- Stated task -
Print all the records exactly, please.

(Stored records)
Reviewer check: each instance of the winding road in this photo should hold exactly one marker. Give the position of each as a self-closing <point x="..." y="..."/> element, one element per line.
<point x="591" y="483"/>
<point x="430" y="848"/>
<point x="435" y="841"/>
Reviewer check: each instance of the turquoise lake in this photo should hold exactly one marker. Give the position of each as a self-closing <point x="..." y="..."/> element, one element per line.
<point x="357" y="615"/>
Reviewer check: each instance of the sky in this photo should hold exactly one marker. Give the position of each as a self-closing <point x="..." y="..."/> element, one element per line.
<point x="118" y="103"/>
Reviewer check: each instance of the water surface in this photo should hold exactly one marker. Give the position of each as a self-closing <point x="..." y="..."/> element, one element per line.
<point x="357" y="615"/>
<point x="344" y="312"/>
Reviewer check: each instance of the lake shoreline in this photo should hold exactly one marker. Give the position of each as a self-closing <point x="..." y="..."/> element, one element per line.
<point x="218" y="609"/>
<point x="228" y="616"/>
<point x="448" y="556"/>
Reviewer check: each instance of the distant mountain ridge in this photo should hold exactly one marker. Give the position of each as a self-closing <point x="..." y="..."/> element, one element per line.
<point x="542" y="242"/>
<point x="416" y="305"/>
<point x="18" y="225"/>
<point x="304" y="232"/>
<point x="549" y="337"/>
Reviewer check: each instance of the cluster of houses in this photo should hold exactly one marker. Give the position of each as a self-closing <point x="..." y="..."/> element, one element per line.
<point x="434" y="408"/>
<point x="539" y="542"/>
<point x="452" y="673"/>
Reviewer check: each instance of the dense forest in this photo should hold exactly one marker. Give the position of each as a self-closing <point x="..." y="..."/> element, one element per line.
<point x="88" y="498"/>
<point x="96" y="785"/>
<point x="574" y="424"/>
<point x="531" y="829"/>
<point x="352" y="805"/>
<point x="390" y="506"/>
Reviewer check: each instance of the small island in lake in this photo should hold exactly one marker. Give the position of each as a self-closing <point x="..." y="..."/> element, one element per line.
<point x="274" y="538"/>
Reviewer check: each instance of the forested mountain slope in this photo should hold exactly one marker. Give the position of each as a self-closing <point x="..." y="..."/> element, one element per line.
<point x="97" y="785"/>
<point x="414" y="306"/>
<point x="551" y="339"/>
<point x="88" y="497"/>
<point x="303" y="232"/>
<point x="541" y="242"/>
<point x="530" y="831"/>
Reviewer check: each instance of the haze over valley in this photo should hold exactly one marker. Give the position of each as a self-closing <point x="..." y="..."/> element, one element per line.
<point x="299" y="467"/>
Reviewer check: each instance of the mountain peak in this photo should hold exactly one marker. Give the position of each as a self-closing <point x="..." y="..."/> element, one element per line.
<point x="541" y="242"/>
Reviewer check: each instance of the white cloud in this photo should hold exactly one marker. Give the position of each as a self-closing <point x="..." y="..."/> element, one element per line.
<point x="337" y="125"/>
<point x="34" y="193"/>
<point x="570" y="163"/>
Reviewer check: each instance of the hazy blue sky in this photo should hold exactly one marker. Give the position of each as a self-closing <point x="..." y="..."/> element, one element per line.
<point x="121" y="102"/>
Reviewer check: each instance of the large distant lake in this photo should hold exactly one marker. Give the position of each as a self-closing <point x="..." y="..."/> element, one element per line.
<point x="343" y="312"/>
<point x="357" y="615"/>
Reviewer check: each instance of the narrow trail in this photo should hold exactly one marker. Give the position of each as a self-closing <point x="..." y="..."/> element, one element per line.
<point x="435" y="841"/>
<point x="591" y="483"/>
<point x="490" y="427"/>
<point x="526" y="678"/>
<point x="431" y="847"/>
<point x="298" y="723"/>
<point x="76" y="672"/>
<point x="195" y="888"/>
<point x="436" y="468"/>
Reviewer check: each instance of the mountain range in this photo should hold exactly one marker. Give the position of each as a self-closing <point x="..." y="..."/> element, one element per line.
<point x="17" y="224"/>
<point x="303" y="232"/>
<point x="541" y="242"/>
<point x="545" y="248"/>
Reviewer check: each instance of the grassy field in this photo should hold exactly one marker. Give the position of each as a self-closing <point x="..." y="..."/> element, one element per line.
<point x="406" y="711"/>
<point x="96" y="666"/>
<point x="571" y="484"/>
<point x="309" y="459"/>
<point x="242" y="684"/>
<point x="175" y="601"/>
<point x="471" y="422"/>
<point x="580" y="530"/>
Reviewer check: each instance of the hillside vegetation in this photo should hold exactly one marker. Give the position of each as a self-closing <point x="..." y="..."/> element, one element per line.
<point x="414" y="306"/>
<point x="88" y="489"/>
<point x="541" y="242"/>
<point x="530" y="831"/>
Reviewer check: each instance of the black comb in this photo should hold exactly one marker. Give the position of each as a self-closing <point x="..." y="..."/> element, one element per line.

- In response -
Reviewer check: each instance of the winding road in this photo should hold exactly one marker. Give the position of each as a self-closing <point x="..." y="..."/> element, one element per line.
<point x="591" y="483"/>
<point x="430" y="848"/>
<point x="435" y="841"/>
Reviewer check: each instance of the turquoise lake in this photo should hold exactly one marker. Give the position of each as a self-closing <point x="..." y="..."/> element, one element per line.
<point x="357" y="615"/>
Reviewer check: each instance of the sky in this photo should hold exactly one marker. Give the position of each as a self-closing <point x="..." y="..."/> element, one element per line.
<point x="118" y="103"/>
Reviewer check: each instance of the water surface in this photo should hold exactly one marker. Give the position of each as a self-closing <point x="..." y="..."/> element, one element per line.
<point x="357" y="615"/>
<point x="344" y="312"/>
Reviewer check: each instance of the lake shoreline in this photo should hold exactly one marker. Give the position of each as a self-closing <point x="..." y="..."/> element, one element per line.
<point x="218" y="609"/>
<point x="228" y="616"/>
<point x="448" y="556"/>
Reviewer check: each instance of the distant mountain ridge in this photo should hold exactly one marker. Give the position of each as a self-closing <point x="..." y="..."/> element, one element per line.
<point x="542" y="242"/>
<point x="416" y="305"/>
<point x="18" y="225"/>
<point x="304" y="232"/>
<point x="549" y="337"/>
Reviewer check: each instance of the cluster of houses in this photo should hold exactly one marker. Give the position of each as a self-closing <point x="..." y="..."/> element, one element per line.
<point x="434" y="408"/>
<point x="539" y="542"/>
<point x="452" y="673"/>
Reviewer check: each instance of the dense forest in this photo should hold exactly one marker. Give the position of each as a self-closing <point x="..." y="..."/> element, one element per line.
<point x="88" y="498"/>
<point x="96" y="785"/>
<point x="574" y="424"/>
<point x="531" y="829"/>
<point x="352" y="805"/>
<point x="390" y="506"/>
Reviewer check: each instance of the small island in lake in this photo should hold exactly one marker. Give the position of each as a self-closing <point x="..." y="..."/> element, one element per line.
<point x="274" y="538"/>
Reviewer check: each instance of the forested mountain slope in this photo should hold exactly one marker. Give the position of each as a self-closing <point x="..." y="..."/> element, one element per line.
<point x="97" y="785"/>
<point x="414" y="306"/>
<point x="551" y="339"/>
<point x="88" y="497"/>
<point x="303" y="232"/>
<point x="541" y="242"/>
<point x="530" y="831"/>
Reviewer check: each instance of the haze over valley in this photo should hold exactly one marker. Give the position of each as a self-closing <point x="..." y="..."/> element, one element per line.
<point x="299" y="467"/>
Reviewer check: each instance of the mountain peak in this photo should hold exactly one marker. Give the position of each as a self-closing <point x="..." y="..."/> element, one element per line.
<point x="541" y="242"/>
Reviewer check: each instance of the white cloud in this photo should hold exactly one marker. Give the position of each as a self-closing <point x="..." y="..."/> element, one element per line.
<point x="337" y="125"/>
<point x="34" y="193"/>
<point x="570" y="163"/>
Reviewer check: each instance of the hazy blue sky in this photo should hold exactly one marker. Give the position of each as a self-closing <point x="..." y="..."/> element, one element per line.
<point x="121" y="102"/>
Reviewer check: each instance of the large distant lake in this photo should hold exactly one marker. Give the position of each as a self-closing <point x="..." y="..."/> element, one element per line.
<point x="343" y="312"/>
<point x="357" y="615"/>
Reviewer check: each instance of the narrow trail in this photo should hold exactly one marker. Give the position of each as a self-closing <point x="..." y="..."/> element, one element per line.
<point x="435" y="841"/>
<point x="591" y="483"/>
<point x="490" y="427"/>
<point x="526" y="678"/>
<point x="431" y="847"/>
<point x="298" y="723"/>
<point x="76" y="672"/>
<point x="195" y="888"/>
<point x="436" y="468"/>
Reviewer check: each instance of the mountain range in this photo should hold exactly one marker. Give the position of each as a self-closing <point x="..." y="..."/> element, one element per line.
<point x="17" y="224"/>
<point x="303" y="232"/>
<point x="541" y="242"/>
<point x="545" y="248"/>
Reviewer check: each instance of the grassy field in this photo should hold exactly one marker. Give the position of each as a self-closing <point x="..." y="..."/> element, one element per line.
<point x="406" y="711"/>
<point x="96" y="666"/>
<point x="571" y="484"/>
<point x="309" y="459"/>
<point x="242" y="684"/>
<point x="175" y="601"/>
<point x="471" y="422"/>
<point x="580" y="530"/>
Reviewer check: each instance of the hillside vegetation in this photo should hold exactly one marker. Give the position of each as a self-closing <point x="..." y="..."/> element, one element per line.
<point x="414" y="306"/>
<point x="88" y="489"/>
<point x="541" y="242"/>
<point x="530" y="831"/>
Reviewer check: each instance of the black comb in this photo should hold exactly one marker. Give the position of each as a self-closing <point x="..." y="..."/> element, one element per line.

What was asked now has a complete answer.